Work required =
Rewrite the part of the excerpt on the Army Corps of Engineers that opens with the words "Nature. The Corps’" and closes with "progressively more uncontrollable?", putting "two hundred years" wherever "two centuries" appears.

Selected excerpt =
______
The article is accompanied by a dynamic map of showing depopulation, water depth, and levees. It shows how entire neighbourhoods in New Orleans have been depopulated.
A second series of articles, in Mother Jones (Aug 26th, 2007), is written by John McQuaid a former writer for the New Orleans Times-Picayune. He lays out four problems with the US Army Corps of Engineers and four challenges that they need to face:
Skewed priorities. The Corps’ traditional domestic mission is to aid navigation, and for more than a century its bread and butter has been big-ticket projects that promoted shipping: river levees, locks, dredging harbors, and channels. … Hurricane levees, by contrast, have no political constituency except the public. Their principal economic benefit is warding off total destruction, something people and politicians often don’t fully appreciate until it’s too late. …
Backward science. The Corps designed the hurricane levee system in the 1960s and never updated its basic layout, despite 40 years of progress in hurricane forecasting and computer modeling that revealed many weaknesses in those designs. …
Funding. As construction of the levees dragged on for decades, Congress and successive presidential administrations starved the system. Corps officials and Louisiana politicians protested at times, but generally went along with the cuts and shortfalls. …
Outsourcing. …. Outsourcing weakens accountability by spreading responsibility around. The flawed floodwalls, for instance, were designed by an outside firm and then approved by Corps reviewers. …
Obstacles for the future:
Abortive Reform. After Katrina, the Corps was handed the task of getting to the bottom of what went wrong with the levees—in other words, investigating itself, something that experts in government accountability say is a recipe for trouble. The investigation was vetted by outside engineers and did find serious engineering errors. But its narrow, purely technical scope may come back to haunt the agency. Investigators never attempted to answer why the mistakes were made or analyzed the institutional flaws that set the stage for them. …
The Vision Thing. Traditionally, Corps projects come about from a combination of lobbying, pork, and questionable analyses of costs and benefits. If the United States means to protect New Orleans and other vulnerable coastal areas, it needs to junk this process. The Corps needs a vision for coastal protection, one that incorporates the effects of shifting populations, global warming, and rising seas. …
Politics. Even if the Corps gets its act together, it can’t act independently. It gets its marching orders from Congress and the White House, and their priorities shift depending on who’s in power. A project may start out with a bang, only to lose momentum 5, 10, or 20 years down the line. The New Orleans levee system was begun under President Lyndon Johnson, and it was an incomplete and incongruous mess when Katrina hit 40 years later during the second Bush administration.
Nature. The Corps’ stock-in-trade for two centuries has been controlling nature—shifting river courses and diverting floods. Often, it has failed. What happens if nature becomes progressively more uncontrollable?
______
Material =
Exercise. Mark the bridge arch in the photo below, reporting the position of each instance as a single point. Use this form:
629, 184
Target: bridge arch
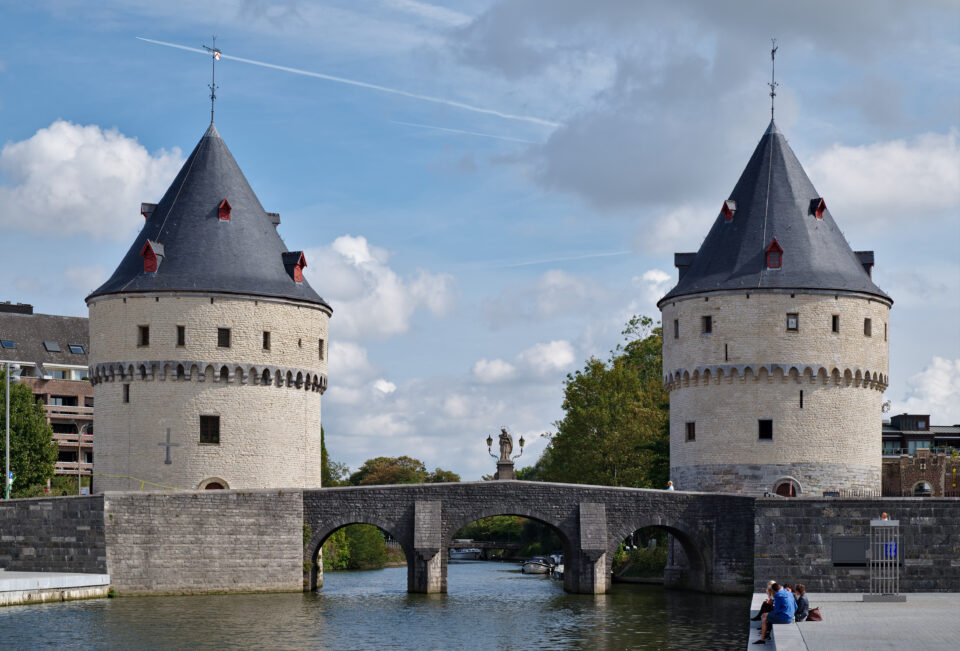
317, 538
______
Full response =
Nature. The Corps’ stock-in-trade for two hundred years has been controlling nature—shifting river courses and diverting floods. Often, it has failed. What happens if nature becomes progressively more uncontrollable?